→ **What needs to be done**
Could you copy out every one of the records below, line by line, with nothing changed?

→ **Recorded information**
○ ○ ○

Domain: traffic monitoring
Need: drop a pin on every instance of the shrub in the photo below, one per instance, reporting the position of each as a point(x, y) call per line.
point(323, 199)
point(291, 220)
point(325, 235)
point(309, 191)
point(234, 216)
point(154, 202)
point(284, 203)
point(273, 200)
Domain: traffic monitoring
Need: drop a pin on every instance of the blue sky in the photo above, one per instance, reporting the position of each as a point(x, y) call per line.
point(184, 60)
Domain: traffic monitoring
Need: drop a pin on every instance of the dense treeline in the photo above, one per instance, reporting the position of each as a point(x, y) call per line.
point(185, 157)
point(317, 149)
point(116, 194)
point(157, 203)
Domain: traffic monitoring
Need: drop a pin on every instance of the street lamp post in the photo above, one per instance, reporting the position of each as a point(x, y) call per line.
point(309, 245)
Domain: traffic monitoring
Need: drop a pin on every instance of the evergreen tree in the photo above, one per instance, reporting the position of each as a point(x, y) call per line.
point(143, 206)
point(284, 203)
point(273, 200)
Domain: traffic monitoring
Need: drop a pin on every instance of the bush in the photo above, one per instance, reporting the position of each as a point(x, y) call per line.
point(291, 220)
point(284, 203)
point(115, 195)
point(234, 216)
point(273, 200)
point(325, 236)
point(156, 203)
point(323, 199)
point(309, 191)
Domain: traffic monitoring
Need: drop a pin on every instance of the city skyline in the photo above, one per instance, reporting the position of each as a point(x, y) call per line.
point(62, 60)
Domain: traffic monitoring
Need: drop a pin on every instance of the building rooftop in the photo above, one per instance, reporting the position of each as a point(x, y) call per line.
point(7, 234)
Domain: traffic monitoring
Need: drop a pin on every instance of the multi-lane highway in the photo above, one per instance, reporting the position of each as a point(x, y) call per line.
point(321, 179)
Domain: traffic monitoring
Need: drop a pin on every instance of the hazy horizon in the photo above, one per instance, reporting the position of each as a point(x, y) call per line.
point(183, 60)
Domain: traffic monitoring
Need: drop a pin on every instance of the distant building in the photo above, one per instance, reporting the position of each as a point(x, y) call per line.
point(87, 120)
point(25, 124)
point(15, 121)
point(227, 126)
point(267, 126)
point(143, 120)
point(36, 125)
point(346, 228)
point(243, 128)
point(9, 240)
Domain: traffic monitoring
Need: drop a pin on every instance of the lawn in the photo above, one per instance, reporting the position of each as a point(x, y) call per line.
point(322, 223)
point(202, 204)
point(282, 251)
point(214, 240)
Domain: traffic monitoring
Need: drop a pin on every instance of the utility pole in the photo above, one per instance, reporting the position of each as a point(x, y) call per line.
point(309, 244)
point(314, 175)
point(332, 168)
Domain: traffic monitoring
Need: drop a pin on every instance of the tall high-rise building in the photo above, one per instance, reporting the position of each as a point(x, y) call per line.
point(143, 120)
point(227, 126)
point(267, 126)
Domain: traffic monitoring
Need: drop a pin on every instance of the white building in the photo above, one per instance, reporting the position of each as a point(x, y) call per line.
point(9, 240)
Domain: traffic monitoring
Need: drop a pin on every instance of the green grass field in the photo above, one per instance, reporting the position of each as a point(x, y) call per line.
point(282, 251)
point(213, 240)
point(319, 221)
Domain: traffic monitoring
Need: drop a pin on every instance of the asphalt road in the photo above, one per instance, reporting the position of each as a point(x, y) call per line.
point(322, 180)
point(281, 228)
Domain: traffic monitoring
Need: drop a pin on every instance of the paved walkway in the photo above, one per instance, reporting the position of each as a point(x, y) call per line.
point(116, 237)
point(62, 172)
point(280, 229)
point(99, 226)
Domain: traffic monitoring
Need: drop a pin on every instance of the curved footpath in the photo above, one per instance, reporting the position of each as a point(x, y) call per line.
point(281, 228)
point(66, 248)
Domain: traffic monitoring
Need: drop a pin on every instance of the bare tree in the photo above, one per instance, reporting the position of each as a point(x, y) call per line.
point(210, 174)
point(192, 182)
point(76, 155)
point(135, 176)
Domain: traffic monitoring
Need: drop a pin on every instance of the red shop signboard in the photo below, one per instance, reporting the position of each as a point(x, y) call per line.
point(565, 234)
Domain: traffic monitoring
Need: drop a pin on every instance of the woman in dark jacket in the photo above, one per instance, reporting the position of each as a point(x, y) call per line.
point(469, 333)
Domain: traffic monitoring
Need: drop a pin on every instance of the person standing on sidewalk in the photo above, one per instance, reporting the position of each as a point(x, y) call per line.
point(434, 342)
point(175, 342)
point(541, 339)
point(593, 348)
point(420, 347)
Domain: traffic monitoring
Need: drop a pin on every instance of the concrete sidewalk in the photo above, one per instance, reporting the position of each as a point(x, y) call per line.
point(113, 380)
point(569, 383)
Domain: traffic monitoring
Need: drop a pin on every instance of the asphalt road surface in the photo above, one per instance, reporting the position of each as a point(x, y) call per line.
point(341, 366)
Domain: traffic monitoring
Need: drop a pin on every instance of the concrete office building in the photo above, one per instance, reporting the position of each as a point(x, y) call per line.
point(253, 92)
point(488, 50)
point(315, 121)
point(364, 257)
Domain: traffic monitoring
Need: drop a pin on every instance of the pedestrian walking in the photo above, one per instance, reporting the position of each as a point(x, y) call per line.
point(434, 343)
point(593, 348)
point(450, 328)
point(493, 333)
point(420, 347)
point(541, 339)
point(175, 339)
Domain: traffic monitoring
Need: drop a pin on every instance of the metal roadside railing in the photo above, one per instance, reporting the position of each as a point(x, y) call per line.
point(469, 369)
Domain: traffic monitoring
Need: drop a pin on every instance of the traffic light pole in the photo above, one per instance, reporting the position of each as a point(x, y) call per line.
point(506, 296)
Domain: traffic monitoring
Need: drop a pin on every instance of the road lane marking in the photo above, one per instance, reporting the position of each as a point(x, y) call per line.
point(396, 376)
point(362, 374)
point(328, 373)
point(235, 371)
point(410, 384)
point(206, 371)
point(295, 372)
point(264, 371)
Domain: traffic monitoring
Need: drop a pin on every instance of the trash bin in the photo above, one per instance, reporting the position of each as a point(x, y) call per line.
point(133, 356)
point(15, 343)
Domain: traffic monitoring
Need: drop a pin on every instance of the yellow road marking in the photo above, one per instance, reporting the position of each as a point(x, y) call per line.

○ ○ ○

→ **Exercise response**
Domain: traffic monitoring
Need: drop a pin on every instance of the shrub in the photo below, one per instance, reporting the position of each as a point(x, y) call per line.
point(323, 199)
point(291, 220)
point(325, 235)
point(309, 191)
point(234, 216)
point(154, 202)
point(284, 203)
point(273, 200)
Domain: traffic monitoring
Need: drop a pin on every instance of the blue sky in the photo above, one per instance, reporting the position of each as a point(x, y) call per line.
point(184, 60)
Domain: traffic monitoring
Need: drop a pin on every instance of the dense treeline in the photo above, one per instance, reporting the position of each as a point(x, y) call per line.
point(185, 157)
point(317, 149)
point(116, 194)
point(157, 203)
Domain: traffic monitoring
Need: drop a pin on every instance of the street lamp post in the photo above, one per instance, reporting the position of each as a point(x, y) call per line.
point(309, 245)
Domain: traffic monitoring
Need: drop a pin on every instance of the evergreen tree in the photo above, one per instance, reporting the position of each as a point(x, y) call per line.
point(143, 206)
point(284, 203)
point(273, 200)
Domain: traffic monitoring
Need: drop a pin on every instance of the bush in the photo above, one per instance, reporting the position of each as a point(x, y) call per line.
point(291, 220)
point(284, 203)
point(115, 195)
point(234, 216)
point(273, 200)
point(325, 236)
point(156, 203)
point(323, 199)
point(309, 191)
Domain: traffic monitoring
Need: drop a pin on every instance of the city skyline in the photo above, one per instance, reporting the position of each as a point(x, y) call per line.
point(62, 60)
Domain: traffic monitoring
Need: drop a pin on every instance of the building rooftop in the photo above, one per instance, reporting the position of each as a point(x, y) call per line.
point(7, 234)
Domain: traffic monitoring
Need: drop a pin on every instance of the multi-lane highway in the photo above, one per instance, reporting the position of each as a point(x, y) call per line.
point(321, 179)
Domain: traffic monitoring
Need: drop a pin on every instance of the hazy horizon in the photo above, one per instance, reporting the position of each as a point(x, y) call per line.
point(183, 60)
Domain: traffic monitoring
Need: drop a pin on every instance of the distant building in the photo above, one per instance, reporting the position of each as a point(x, y) call per line.
point(87, 120)
point(25, 124)
point(15, 121)
point(227, 126)
point(267, 126)
point(143, 120)
point(36, 125)
point(346, 228)
point(243, 128)
point(9, 240)
Domain: traffic monitoring
Need: drop a pin on every instance of the lawn in the photo above, one per instance, reporting the position of each as a point(x, y) call per line.
point(322, 223)
point(202, 204)
point(282, 251)
point(214, 240)
Domain: traffic monitoring
Need: drop a pin on every instance of the utility pole in the photo above, one per instance, reporting the position of each as a point(x, y) call per line.
point(309, 244)
point(314, 175)
point(332, 168)
Domain: traffic monitoring
Need: drop a pin on every instance of the tall high-rise building in the photo above, one per instance, reporting the position of each as a point(x, y) call per line.
point(143, 120)
point(227, 126)
point(267, 126)
Domain: traffic monitoring
Need: drop a pin on every instance of the white building in the photo above, one per instance, reporting the position of each as a point(x, y) call per line.
point(9, 240)
Domain: traffic monitoring
Need: drop a pin on every instance of the green grass field in the photo above, one per instance, reporting the position of each as a point(x, y) call per line.
point(282, 251)
point(213, 240)
point(319, 221)
Domain: traffic monitoring
Need: drop a pin on every instance of the asphalt road in the photo above, one per instance, reporting the position of each as a point(x, y) call per line.
point(322, 180)
point(281, 228)
Domain: traffic monitoring
Need: drop a pin on every instance of the paved walkway in the photo above, one per instance, reporting the position of each as a point(x, y) call per line.
point(116, 237)
point(62, 172)
point(280, 229)
point(99, 226)
Domain: traffic monitoring
Need: drop a pin on every instance of the curved footpath in the photo above, one per instance, reporting the position of each as a point(x, y) call per line.
point(281, 228)
point(66, 248)
Domain: traffic monitoring
Need: drop a pin on every instance of the bare tree in the photo above, one per instance, reporting the position of each as a point(x, y) call per line.
point(210, 174)
point(192, 182)
point(76, 155)
point(135, 176)
Domain: traffic monitoring
Need: drop a pin on every instance of the red shop signboard in the photo below, one per instance, reporting the position of each as a point(x, y) call per line.
point(565, 234)
Domain: traffic monitoring
Need: drop a pin on every instance of the woman in dark jacket in the photo above, one per instance, reporting the position of each as a point(x, y) call per line.
point(469, 333)
Domain: traffic monitoring
Need: drop a pin on every instance of the person standing on sidewalk in the photo above, one per instance, reporting the position of each as a point(x, y) call per line.
point(434, 342)
point(175, 342)
point(541, 339)
point(593, 348)
point(420, 347)
Domain: traffic monitoring
Need: drop a pin on every instance of the concrete sidewalk in the photo above, one per instance, reporting the position of each as a point(x, y) call per line.
point(113, 380)
point(569, 383)
Domain: traffic monitoring
Need: drop a pin on every instance of the asphalt road surface in the photo above, one per instance, reporting the position of each as a point(x, y) call per line.
point(341, 366)
Domain: traffic monitoring
Need: drop a pin on every instance of the concrete office building in the photo above, one per instance, reporting the position of each as a point(x, y) call per line.
point(253, 92)
point(488, 50)
point(315, 121)
point(364, 257)
Domain: traffic monitoring
Need: drop a pin on every instance of the pedestrian walking in the photo above, one per instance, reporting the position of each as a point(x, y) call per line.
point(434, 343)
point(593, 348)
point(450, 328)
point(493, 333)
point(420, 347)
point(541, 339)
point(175, 339)
Domain: traffic monitoring
Need: drop a pin on every instance of the metal roadside railing in the photo above, one per instance, reporting the position of each as a point(x, y) call per line.
point(469, 369)
Domain: traffic monitoring
Need: drop a pin on every instance of the traffic light pole in the photo above, one per instance, reporting the position of each as a point(x, y) call per line.
point(506, 296)
Domain: traffic monitoring
Need: drop a pin on every instance of the road lane marking in the photo above, one per instance, reporting the position of each as a point(x, y) call per line.
point(396, 376)
point(362, 374)
point(328, 373)
point(235, 371)
point(410, 384)
point(206, 371)
point(295, 372)
point(264, 371)
Domain: traffic monitoring
Need: drop a pin on every instance of the trash bin in the photo above, one per instance, reporting the position of each as a point(x, y) call per line.
point(133, 356)
point(15, 343)
Domain: traffic monitoring
Need: drop a pin on every instance of the yellow road marking in the photo above, one per instance, reporting the position of each as a point(x, y) call per line.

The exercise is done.